§ **How to complete this task**: Give back the material word for word, every line included.

--- Source data Enclosed Below ---

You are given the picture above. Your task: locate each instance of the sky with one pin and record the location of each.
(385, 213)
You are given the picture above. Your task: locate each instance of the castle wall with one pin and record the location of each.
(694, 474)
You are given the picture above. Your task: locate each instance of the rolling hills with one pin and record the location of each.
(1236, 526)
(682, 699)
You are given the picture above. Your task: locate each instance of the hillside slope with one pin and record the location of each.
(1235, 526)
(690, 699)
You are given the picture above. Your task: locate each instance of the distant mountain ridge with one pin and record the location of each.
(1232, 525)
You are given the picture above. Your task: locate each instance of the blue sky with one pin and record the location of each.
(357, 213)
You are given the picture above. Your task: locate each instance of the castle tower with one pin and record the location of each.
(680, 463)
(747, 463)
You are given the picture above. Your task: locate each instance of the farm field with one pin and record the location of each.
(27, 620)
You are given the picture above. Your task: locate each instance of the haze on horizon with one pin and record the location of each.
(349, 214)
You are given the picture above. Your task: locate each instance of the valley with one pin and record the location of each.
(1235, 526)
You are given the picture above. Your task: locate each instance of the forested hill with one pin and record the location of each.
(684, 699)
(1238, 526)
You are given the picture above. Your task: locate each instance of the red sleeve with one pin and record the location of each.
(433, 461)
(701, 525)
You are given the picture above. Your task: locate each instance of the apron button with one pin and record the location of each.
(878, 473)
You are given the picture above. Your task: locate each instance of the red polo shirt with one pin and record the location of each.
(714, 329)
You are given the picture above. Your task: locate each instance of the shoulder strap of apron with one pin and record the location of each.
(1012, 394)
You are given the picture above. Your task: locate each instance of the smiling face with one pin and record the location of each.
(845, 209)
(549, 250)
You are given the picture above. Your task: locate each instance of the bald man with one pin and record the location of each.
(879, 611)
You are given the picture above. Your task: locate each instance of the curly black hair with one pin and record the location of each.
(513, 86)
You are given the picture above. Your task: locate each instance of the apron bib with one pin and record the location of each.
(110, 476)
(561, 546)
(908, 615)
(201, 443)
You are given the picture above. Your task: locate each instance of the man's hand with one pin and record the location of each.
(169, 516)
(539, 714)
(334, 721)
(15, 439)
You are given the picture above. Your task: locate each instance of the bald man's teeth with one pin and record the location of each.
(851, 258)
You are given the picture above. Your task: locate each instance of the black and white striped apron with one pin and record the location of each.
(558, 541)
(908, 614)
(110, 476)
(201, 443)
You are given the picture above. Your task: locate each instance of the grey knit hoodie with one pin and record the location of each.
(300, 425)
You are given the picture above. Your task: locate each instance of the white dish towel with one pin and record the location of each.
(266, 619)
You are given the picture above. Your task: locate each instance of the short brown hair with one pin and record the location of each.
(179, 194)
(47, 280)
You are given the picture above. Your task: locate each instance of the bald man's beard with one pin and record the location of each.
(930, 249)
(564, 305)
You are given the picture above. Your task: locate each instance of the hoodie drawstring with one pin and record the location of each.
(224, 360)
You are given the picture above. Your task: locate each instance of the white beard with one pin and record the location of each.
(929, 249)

--- End of Enclosed Source data ---

§ **Finished exercise**:
You are given the picture above. Your task: locate each instance of the sky with one pin and record the location of each.
(385, 213)
You are given the picture above. Your task: locate each instance of the castle wall with one pin and record the location of each.
(694, 474)
You are given the picture above. Your task: locate each instance of the rolling hills with one pin and record the location of each.
(1236, 526)
(682, 699)
You are given the picture above. Your task: locate each instance of the hillside slope with one pin and record the location of each.
(1235, 526)
(690, 699)
You are given the picture above. Your task: locate each instance of the distant mountain ridge with one pin and record the location of each.
(1232, 525)
You are given the picture above. Your task: locate each instance of the blue sky with one pin and record the location of each.
(357, 213)
You are given the picture above. Your task: locate each instance of the castle tower with one pin and record the location of each.
(680, 463)
(747, 463)
You are given the picture above. Your task: locate each instance of the farm field with one pin and record the location of each.
(27, 620)
You are given the picture above. Your task: locate each instance of the haze on horizon with one pin and record the location of each.
(349, 214)
You are given the picture above. Your task: locate each instance of the valley with one pin and record the location of each.
(1235, 526)
You are given the picture above. Your task: locate each instance of the forested hill with one pin and record the location of each.
(684, 699)
(1238, 526)
You are given the picture above. Your task: locate each instance of the red sleeve with one pin and record the location of each.
(433, 461)
(701, 525)
You are given the picture above. Your task: locate each instance of the apron button with one pin and record the location of each.
(878, 473)
You are given the picture above. Your task: locate each instance of the red polo shirt with one pin and record the location of each.
(714, 329)
You are given the picture above. Your task: locate each instance of the shoulder strap of apron with one pin and record the location of each.
(1012, 394)
You are given the picture above. Your task: locate each instance of the smiling face with one pin and record the location of each.
(845, 209)
(549, 250)
You are given the picture above. Your task: locate each instance of the bald man with one pin and record the location of each.
(879, 611)
You are given the picture above. Your task: locate each instance of the curly black hair with one pin and record the location of each.
(513, 86)
You are given the picture above. Your task: locate each instance of the apron bib with one pin and record the location of each.
(110, 476)
(561, 546)
(908, 615)
(201, 443)
You are given the picture above. Your task: locate each instance of the man's hand with one pin and record the location of each.
(169, 516)
(539, 714)
(334, 721)
(15, 439)
You are given the picture above. Your task: locate each instance of the bald man's teeth with one pin and record the location of each.
(851, 258)
You are given the picture above. Your task: locate each instance of the black and white striped apron with one pin and record the location of each.
(558, 541)
(908, 614)
(110, 476)
(201, 443)
You are given the picture above. Your task: locate each instance of the grey knit hoodie with one pin and record the location of each.
(300, 425)
You are given the picture above. Your task: locate each instance of the white dish towel with one pin and record the location of each.
(266, 619)
You are given the picture above. Your task: locate each instance of the short brown hair with one pin and record the location of each.
(179, 194)
(47, 280)
You are given the picture above. Your task: locate each instance of the bald man's beard with one pin and record the location of each.
(930, 249)
(564, 305)
You are given the picture above. Your task: locate each instance of the hoodie drawstring with one pin and record the location of each.
(224, 360)
You are given the picture above. Your task: locate each instance of the white beard with one pin and record the location of each.
(929, 249)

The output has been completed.